* _Stated problem_
Format the records, starting with the line containing "If you could tag the grass" and running through the end of the records, as a JSON list of strings with one string per line and no blank lines. Leave the pictures out.
** Begin **
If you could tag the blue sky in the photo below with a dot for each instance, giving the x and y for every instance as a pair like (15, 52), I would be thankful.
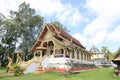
(90, 21)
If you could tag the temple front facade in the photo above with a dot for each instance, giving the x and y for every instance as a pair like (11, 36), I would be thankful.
(58, 51)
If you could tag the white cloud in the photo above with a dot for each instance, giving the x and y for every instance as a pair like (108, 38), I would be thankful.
(81, 38)
(99, 37)
(114, 36)
(64, 13)
(106, 11)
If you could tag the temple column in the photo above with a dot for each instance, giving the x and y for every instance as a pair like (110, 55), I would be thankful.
(79, 55)
(83, 55)
(64, 53)
(75, 53)
(70, 54)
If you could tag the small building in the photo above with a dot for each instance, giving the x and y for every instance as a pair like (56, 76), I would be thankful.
(60, 51)
(96, 54)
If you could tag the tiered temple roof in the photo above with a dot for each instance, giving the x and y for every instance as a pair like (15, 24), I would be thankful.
(58, 34)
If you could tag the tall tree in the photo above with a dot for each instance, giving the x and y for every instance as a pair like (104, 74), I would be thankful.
(22, 28)
(108, 54)
(28, 26)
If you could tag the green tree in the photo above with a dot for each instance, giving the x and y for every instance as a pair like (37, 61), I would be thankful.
(27, 26)
(108, 54)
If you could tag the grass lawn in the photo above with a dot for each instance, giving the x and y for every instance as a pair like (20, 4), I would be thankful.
(99, 74)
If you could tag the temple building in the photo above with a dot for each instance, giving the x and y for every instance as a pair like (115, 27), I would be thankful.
(58, 50)
(116, 61)
(97, 54)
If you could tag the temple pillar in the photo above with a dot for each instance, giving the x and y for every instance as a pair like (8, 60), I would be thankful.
(75, 53)
(79, 55)
(64, 53)
(70, 54)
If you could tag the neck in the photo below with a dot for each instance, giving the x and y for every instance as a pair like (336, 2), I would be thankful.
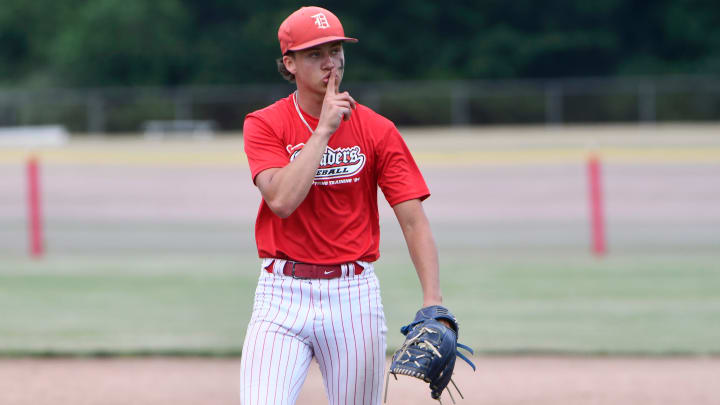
** End **
* _Answer below_
[
  "If you could tag the grass lawn in the photo above with a dot for each instance, giving the x and y for every instance as a pair like (20, 4), I would be thankful.",
  "(99, 74)",
  "If you could tag the temple building in the photo above with a dot for each instance, giving the x and y for every instance as a pair like (115, 27), I would be thankful.",
  "(58, 50)",
  "(116, 61)",
  "(97, 54)",
  "If you could tag the temple pillar in the photo above with a dot for each instance, giving the x and y for every instance as a pair like (8, 60), I would be thankful.",
  "(75, 53)",
  "(79, 55)",
  "(64, 53)",
  "(70, 54)",
  "If you could tag the neck in the photo below with a dot for each instance, giving the x and y for every instance as a pair like (336, 2), I would be thankful."
]